- [O que se pede]: Selecione todas as linhas dos registros em que aparece a palavra "ceiling" e copie-as.

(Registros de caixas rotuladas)
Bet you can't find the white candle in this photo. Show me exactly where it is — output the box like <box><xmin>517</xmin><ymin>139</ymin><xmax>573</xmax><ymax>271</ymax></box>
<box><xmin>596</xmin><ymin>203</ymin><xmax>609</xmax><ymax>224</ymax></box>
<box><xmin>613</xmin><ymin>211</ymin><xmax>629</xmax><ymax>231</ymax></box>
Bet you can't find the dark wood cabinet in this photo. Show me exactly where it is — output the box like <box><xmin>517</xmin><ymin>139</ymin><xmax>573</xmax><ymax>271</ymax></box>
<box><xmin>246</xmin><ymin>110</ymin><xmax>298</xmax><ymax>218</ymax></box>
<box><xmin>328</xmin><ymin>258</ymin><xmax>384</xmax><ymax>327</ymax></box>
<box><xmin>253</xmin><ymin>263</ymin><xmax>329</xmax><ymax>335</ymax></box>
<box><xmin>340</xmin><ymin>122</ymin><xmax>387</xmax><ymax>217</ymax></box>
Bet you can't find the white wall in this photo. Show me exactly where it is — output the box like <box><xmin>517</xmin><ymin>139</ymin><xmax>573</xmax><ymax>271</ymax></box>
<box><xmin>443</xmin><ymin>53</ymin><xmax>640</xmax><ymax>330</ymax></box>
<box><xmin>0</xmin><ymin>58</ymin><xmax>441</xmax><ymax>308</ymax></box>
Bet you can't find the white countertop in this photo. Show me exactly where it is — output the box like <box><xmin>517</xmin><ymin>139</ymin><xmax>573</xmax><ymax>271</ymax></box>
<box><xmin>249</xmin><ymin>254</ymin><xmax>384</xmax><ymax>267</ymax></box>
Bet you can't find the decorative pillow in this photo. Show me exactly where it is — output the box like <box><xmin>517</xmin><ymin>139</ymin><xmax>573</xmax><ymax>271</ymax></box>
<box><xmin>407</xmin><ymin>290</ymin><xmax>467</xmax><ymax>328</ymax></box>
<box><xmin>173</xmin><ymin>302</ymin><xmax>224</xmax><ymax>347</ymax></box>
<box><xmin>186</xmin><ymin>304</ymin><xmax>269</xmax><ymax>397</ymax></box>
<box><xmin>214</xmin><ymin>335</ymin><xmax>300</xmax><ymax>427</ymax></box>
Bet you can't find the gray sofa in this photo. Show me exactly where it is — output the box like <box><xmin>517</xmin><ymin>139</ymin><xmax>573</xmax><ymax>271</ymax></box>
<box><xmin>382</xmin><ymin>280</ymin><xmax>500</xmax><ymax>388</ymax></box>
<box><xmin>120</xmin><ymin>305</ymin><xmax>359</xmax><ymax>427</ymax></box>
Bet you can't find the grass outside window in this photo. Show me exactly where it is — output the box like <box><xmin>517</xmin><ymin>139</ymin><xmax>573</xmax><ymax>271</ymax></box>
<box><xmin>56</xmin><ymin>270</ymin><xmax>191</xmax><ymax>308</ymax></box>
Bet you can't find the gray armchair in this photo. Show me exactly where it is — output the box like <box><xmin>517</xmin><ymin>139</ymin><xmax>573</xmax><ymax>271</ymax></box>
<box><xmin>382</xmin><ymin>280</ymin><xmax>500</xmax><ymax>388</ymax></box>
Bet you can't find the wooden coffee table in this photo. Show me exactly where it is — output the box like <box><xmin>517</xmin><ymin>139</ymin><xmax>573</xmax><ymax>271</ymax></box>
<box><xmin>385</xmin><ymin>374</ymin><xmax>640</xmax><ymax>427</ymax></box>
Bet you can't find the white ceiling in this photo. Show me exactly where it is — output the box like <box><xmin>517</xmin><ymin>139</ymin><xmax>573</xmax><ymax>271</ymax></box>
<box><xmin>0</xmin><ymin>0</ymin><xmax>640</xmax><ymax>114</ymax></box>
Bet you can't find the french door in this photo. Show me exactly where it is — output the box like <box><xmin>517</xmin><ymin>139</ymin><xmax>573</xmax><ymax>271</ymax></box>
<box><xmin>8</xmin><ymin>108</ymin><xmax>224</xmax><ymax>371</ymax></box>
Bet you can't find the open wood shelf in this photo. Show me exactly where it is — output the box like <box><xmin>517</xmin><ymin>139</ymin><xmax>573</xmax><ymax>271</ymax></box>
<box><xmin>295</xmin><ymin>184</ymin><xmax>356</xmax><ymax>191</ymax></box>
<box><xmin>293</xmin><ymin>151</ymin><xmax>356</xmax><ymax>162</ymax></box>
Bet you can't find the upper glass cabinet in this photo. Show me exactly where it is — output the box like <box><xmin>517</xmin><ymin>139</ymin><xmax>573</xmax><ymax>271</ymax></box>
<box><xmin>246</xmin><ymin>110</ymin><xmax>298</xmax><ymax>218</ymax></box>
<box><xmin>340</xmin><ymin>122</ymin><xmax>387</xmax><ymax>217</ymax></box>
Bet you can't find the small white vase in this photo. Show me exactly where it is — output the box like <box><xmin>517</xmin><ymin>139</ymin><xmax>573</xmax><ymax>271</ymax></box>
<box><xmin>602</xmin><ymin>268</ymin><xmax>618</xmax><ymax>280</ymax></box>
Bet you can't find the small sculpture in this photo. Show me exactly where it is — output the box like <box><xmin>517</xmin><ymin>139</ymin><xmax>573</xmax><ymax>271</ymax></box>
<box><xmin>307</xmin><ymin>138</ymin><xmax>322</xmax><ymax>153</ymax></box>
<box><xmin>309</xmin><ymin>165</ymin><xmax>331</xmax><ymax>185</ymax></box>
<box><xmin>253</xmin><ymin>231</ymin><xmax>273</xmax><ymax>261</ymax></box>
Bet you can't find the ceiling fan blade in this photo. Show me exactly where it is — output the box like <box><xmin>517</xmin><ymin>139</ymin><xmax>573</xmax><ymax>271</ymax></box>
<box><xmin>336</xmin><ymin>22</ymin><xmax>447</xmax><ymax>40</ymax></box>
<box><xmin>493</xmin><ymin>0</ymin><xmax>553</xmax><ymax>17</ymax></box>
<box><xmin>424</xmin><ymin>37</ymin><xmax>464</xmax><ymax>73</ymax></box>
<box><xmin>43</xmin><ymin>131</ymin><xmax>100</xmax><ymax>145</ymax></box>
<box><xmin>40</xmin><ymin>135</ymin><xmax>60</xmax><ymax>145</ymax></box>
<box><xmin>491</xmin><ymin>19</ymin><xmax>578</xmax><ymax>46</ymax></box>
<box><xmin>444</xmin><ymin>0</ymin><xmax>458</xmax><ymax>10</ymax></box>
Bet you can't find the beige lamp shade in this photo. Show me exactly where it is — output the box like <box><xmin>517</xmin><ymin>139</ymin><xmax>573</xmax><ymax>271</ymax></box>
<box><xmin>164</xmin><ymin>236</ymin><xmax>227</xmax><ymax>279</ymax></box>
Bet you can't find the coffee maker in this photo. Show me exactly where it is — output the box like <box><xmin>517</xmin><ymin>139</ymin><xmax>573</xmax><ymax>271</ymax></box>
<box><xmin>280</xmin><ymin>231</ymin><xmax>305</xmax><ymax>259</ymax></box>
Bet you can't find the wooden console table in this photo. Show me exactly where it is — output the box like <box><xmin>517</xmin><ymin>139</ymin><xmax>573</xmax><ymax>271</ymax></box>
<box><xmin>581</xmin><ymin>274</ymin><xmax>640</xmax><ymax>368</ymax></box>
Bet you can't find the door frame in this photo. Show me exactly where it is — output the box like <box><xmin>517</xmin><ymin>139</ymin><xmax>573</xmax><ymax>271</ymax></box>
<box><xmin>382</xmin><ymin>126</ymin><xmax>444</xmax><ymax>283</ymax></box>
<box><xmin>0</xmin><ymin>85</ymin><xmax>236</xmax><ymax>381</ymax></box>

- [Solução]:
Bet you can't find the white ceiling in this photo. Show me exactly where it is — output the box like <box><xmin>517</xmin><ymin>139</ymin><xmax>573</xmax><ymax>271</ymax></box>
Bet you can't find the ceiling fan blade in this photo. Show me exactly where it is — output the box like <box><xmin>517</xmin><ymin>139</ymin><xmax>573</xmax><ymax>271</ymax></box>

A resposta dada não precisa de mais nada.